Wien – Eine als Reaktion auf die Terrorberichterstattung der Medien "oe24.tv" und "krone.at" auf der Plattform "mein.aufstehn" ins Leben gerufene Petition für eine Neuordnung der Medienförderung hat mittlerweile rund 80.000 Unterschriften erreicht. Die Initiatorinnen kritisierten im Gespräch mit der APA die geringe Bereitschaft der Politik, etwas an der Inserate- und Fördermittelvergabe zu ändern. Ihre Bemühungen für die Verankerung von Qualitätskriterien wollen sie fortführen.

Auf Oe24TV liefen Videos vom Attentat in Wien.
Foto: Screenshot Oe24TV

In der Nacht des Terroranschlags in Wien bemerkten die zwei Initiatorinnen der Petition, dass sie mit ihrem Ärger über die "unseriöse" und "schamlose" Berichterstattung mancher Medien nicht allein waren. "Viele Menschen haben sich auf Facebook und Twitter über die Berichterstattung von 'oe24' und 'krone.at' aufgeregt und da haben wir gehandelt", erzählte Stefanie Schneckenreither.

Oe24..tv und krone.at gerieten in die Kritik, weil sie unter anderem Videos zeigten, auf denen der Täter einen Passanten erschießt und einen Polizisten verletzt. Mittlerweile prüft der Presserat, ob gegen den Ehrenkodex für die österreichische Presse verstoßen wurde.

40.000fach unterstützt in 24 Stunden

Mit ihrer Zwillingsschwester, Theresa Schneckenreither, startete die 27-jährige Absolventin eines Publizistikstudiums noch in der Nacht des Terroranschlags mit der Ausarbeitung der Petition namens "Einstellung aller öffentlichen Förderungen für oe24 und Reformierung der Presseförderung". Am folgenden Vormittag war das Begehr online und keine 24 Stunden später hatte es 40.000 Unterstützer. "Wir waren selbst überrascht, wie viele Unterschriften in so kurzer Zeit zusammengekommen sind", meinte Schneckenreither.

Die Forderungen beinhalten eine Koppelung der Inserate- und Fördermittelvergaben an Medien nach "grundlegenden, ethischen und moralischen Qualitätskriterien". Unter anderem sollten Medien den Presserat und dessen Entscheidungen anerkennen, um Förderungen erhalten zu können. Vor zwei Wochen wurden erste E-Mails mit Verweis auf die erfolgreiche Petition an Bundeskanzler Sebastian Kurz (ÖVP) und den Wiener Bürgermeister Michael Ludwig (SPÖ) geschickt. "Trotz Erinnerungsmails kam von keinem der beiden eine Antwort", bedauerte Schneckenreither. Die Hoffnung auf Veränderung haben die Zwillinge aber noch nicht aufgegeben: "Wir haben nicht vor, die Sache im Sand verlaufen zu lassen."

Datenelemente:
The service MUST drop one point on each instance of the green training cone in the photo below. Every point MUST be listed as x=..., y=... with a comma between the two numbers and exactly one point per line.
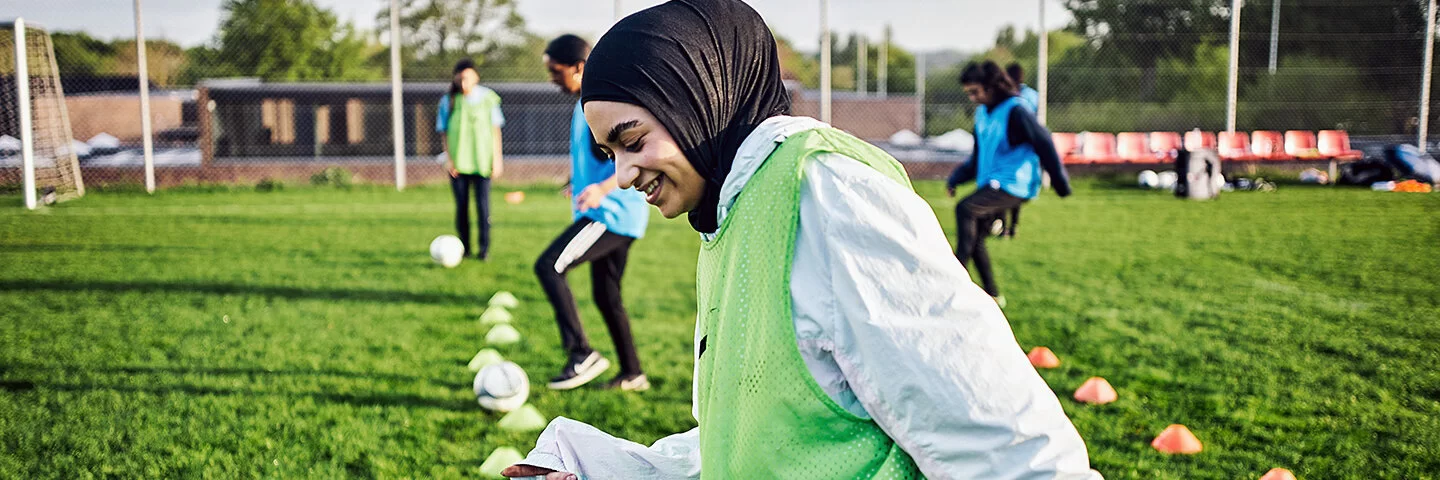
x=504, y=299
x=503, y=335
x=524, y=418
x=484, y=358
x=496, y=314
x=498, y=460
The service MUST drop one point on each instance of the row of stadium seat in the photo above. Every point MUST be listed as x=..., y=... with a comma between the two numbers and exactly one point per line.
x=1161, y=146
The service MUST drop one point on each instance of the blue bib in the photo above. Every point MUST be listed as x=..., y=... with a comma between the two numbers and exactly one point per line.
x=624, y=211
x=1001, y=166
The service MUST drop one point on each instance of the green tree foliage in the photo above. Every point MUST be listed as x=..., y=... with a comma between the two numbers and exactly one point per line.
x=437, y=33
x=284, y=41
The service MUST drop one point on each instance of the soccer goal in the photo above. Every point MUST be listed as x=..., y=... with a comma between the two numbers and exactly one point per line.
x=36, y=152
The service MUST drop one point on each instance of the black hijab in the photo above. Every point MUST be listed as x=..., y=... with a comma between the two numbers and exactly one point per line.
x=707, y=69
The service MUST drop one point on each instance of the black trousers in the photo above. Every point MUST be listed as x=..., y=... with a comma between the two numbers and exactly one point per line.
x=461, y=186
x=588, y=241
x=972, y=219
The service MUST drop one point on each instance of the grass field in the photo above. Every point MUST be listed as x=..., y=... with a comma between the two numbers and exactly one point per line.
x=306, y=333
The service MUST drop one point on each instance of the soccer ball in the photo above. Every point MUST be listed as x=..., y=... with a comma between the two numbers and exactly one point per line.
x=501, y=387
x=1149, y=179
x=447, y=250
x=1167, y=180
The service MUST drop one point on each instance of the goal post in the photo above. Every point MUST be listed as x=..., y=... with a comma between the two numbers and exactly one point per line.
x=36, y=152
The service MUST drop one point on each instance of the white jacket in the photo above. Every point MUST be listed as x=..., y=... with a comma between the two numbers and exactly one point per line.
x=890, y=326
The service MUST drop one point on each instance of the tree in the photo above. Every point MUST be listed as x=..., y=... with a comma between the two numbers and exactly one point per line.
x=435, y=33
x=282, y=41
x=78, y=54
x=166, y=61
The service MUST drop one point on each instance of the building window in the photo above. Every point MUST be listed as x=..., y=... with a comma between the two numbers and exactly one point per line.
x=354, y=120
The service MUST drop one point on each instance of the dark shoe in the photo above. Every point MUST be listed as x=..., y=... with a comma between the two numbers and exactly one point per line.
x=628, y=382
x=579, y=372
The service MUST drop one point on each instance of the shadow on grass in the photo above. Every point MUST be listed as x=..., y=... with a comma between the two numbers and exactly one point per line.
x=376, y=398
x=219, y=289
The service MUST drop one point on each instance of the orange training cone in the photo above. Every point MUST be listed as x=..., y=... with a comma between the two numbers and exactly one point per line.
x=1041, y=358
x=1177, y=440
x=1278, y=474
x=1096, y=391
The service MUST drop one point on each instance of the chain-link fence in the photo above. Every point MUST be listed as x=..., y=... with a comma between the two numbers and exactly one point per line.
x=265, y=101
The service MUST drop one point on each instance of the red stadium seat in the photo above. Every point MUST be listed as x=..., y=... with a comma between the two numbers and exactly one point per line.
x=1267, y=144
x=1335, y=144
x=1165, y=143
x=1099, y=147
x=1134, y=147
x=1195, y=140
x=1064, y=143
x=1234, y=146
x=1301, y=144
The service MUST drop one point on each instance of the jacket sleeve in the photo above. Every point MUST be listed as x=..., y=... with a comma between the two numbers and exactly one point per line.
x=966, y=170
x=1023, y=129
x=928, y=353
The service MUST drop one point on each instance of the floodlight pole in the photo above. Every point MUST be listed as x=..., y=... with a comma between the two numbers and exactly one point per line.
x=1234, y=64
x=883, y=67
x=861, y=59
x=1043, y=68
x=919, y=92
x=1424, y=84
x=1275, y=36
x=396, y=98
x=824, y=61
x=144, y=103
x=22, y=85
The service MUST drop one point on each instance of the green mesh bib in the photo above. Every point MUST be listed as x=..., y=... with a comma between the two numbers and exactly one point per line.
x=762, y=415
x=471, y=134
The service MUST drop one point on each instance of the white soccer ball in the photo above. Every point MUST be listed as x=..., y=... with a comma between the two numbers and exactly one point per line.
x=447, y=250
x=1149, y=179
x=1167, y=180
x=501, y=387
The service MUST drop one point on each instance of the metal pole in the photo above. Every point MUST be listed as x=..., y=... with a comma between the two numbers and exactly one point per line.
x=861, y=56
x=1275, y=36
x=1234, y=64
x=144, y=103
x=22, y=85
x=1043, y=68
x=919, y=92
x=396, y=104
x=883, y=64
x=824, y=61
x=1424, y=84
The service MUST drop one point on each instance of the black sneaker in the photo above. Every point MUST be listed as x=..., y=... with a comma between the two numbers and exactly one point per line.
x=628, y=382
x=579, y=371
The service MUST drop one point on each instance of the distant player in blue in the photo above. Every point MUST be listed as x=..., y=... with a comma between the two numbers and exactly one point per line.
x=606, y=221
x=1011, y=149
x=1027, y=95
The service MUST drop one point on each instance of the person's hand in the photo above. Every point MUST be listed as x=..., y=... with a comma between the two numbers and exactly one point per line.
x=534, y=472
x=589, y=198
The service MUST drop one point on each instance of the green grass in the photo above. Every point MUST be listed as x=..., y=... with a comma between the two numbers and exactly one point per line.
x=306, y=333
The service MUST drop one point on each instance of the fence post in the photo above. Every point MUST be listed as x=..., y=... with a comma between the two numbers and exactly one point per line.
x=1424, y=82
x=1043, y=68
x=1234, y=64
x=824, y=61
x=396, y=98
x=144, y=103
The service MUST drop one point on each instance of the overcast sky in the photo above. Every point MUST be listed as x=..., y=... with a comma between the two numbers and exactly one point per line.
x=922, y=25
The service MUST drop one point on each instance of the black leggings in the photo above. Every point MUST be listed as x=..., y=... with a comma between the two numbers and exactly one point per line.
x=972, y=218
x=588, y=241
x=460, y=186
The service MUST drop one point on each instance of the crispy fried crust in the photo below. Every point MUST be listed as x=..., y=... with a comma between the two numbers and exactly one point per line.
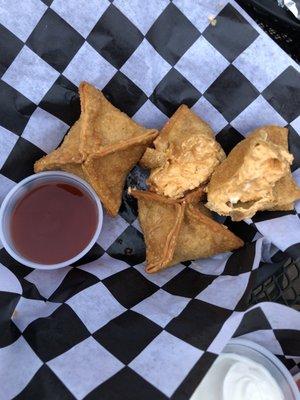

▶ AUFGABEN
1. Zitieren Sie aus dem Auszug wörtlich die Passage von „Foto: Screenshot Oe24TV“ bis „erzählte Stefanie Schneckenreither.“.
2. Erläutern Sie in ein bis drei Sätzen, warum die Medien oe24.tv und krone.at laut dem Auszug in die Kritik gerieten.
Die Zeilen sind für die Bearbeitung ohne Belang.

▶ LÖSUNGEN
1.
Foto: Screenshot Oe24TV

In der Nacht des Terroranschlags in Wien bemerkten die zwei Initiatorinnen der Petition, dass sie mit ihrem Ärger über die "unseriöse" und "schamlose" Berichterstattung mancher Medien nicht allein waren. "Viele Menschen haben sich auf Facebook und Twitter über die Berichterstattung von 'oe24' und 'krone.at' aufgeregt und da haben wir gehandelt", erzählte Stefanie Schneckenreither.

2. Sie gerieten in die Kritik, weil sie unter anderem Videos zeigten, auf denen der Täter einen Passanten erschießt und einen Polizisten verletzt.